DIRECTION
Gather every line in the listing below that contains the word "woman", and copy each one out in full.
** start of RECORD EXTRACTS **
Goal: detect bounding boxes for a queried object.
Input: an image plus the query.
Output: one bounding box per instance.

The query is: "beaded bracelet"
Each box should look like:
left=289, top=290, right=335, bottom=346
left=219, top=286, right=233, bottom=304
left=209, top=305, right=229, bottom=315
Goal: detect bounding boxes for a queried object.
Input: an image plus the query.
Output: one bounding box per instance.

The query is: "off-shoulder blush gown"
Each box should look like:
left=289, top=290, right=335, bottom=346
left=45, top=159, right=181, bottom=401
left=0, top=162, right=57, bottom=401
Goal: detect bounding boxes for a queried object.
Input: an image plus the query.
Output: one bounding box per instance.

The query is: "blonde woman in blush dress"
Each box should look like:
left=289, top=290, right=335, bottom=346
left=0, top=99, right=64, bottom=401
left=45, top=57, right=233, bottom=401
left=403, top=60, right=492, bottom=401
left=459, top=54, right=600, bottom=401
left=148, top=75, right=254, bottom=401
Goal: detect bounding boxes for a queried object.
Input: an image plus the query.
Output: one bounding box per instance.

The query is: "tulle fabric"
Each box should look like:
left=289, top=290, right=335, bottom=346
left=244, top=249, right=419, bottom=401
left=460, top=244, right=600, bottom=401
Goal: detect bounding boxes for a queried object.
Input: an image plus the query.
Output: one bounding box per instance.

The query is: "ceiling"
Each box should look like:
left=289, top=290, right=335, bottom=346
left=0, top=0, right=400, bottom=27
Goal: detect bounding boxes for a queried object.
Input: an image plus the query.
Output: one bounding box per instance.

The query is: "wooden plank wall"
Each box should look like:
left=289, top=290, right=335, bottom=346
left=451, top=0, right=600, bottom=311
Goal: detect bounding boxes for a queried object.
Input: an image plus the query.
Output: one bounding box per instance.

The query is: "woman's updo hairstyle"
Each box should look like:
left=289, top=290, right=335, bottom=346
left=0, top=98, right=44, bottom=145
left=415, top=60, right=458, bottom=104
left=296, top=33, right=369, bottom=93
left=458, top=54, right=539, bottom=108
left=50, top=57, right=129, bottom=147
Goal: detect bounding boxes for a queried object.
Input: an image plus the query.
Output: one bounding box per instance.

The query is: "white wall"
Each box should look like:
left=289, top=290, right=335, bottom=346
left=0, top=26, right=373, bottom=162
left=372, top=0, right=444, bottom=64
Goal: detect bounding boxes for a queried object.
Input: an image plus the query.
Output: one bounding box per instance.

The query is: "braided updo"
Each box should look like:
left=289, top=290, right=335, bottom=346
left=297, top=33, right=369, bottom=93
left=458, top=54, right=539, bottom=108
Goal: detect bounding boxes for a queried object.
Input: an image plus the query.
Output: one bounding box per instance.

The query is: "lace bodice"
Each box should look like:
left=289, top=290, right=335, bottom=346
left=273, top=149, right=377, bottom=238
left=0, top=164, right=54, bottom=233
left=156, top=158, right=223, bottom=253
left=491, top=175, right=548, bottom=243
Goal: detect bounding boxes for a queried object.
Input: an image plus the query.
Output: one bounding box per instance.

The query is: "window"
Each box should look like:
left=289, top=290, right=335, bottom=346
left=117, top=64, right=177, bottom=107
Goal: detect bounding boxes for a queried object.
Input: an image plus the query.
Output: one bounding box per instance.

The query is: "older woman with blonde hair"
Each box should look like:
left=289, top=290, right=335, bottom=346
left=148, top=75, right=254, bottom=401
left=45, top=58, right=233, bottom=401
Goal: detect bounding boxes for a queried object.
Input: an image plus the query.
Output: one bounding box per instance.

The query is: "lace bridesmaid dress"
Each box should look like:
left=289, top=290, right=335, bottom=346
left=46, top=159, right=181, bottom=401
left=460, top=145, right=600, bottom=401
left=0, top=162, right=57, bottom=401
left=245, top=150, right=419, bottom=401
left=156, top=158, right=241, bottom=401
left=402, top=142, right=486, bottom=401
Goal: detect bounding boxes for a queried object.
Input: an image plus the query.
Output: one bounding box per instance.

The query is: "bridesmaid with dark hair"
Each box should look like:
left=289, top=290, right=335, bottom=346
** end of RECORD EXTRACTS **
SOLUTION FOR THIS EXERCISE
The query is: "blonde woman in blush dress"
The query is: "woman's updo hairstyle"
The query is: "older woman with blonde hair"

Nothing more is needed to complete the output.